→ **Assignment**: Each image should be skipped while the records are restated word for word.

→ **Records for this task**:

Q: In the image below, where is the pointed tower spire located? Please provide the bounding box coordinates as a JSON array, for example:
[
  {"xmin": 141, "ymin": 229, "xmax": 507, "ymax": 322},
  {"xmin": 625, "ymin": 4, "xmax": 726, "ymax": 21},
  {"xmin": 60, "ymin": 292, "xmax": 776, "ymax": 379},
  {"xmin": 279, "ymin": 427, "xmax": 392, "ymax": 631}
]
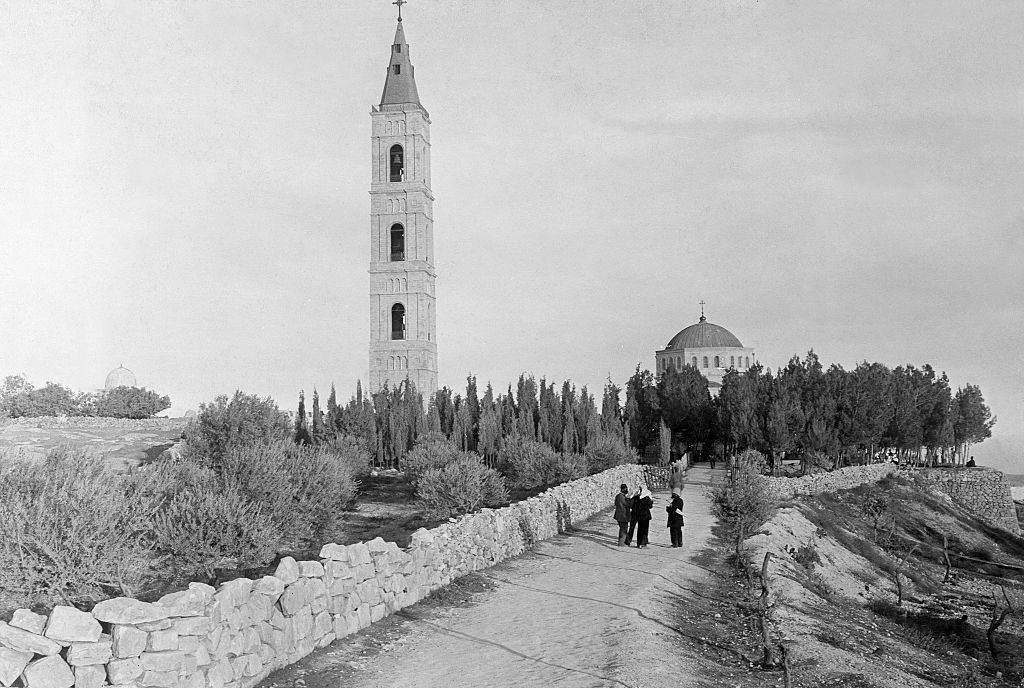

→ **Solution**:
Q: In the image below, where is the pointed tower spire located? Please provide the bounding box coordinates as a JSON array, for example:
[
  {"xmin": 141, "ymin": 229, "xmax": 507, "ymax": 322},
  {"xmin": 625, "ymin": 4, "xmax": 726, "ymax": 21},
  {"xmin": 60, "ymin": 292, "xmax": 776, "ymax": 379},
  {"xmin": 279, "ymin": 427, "xmax": 392, "ymax": 631}
]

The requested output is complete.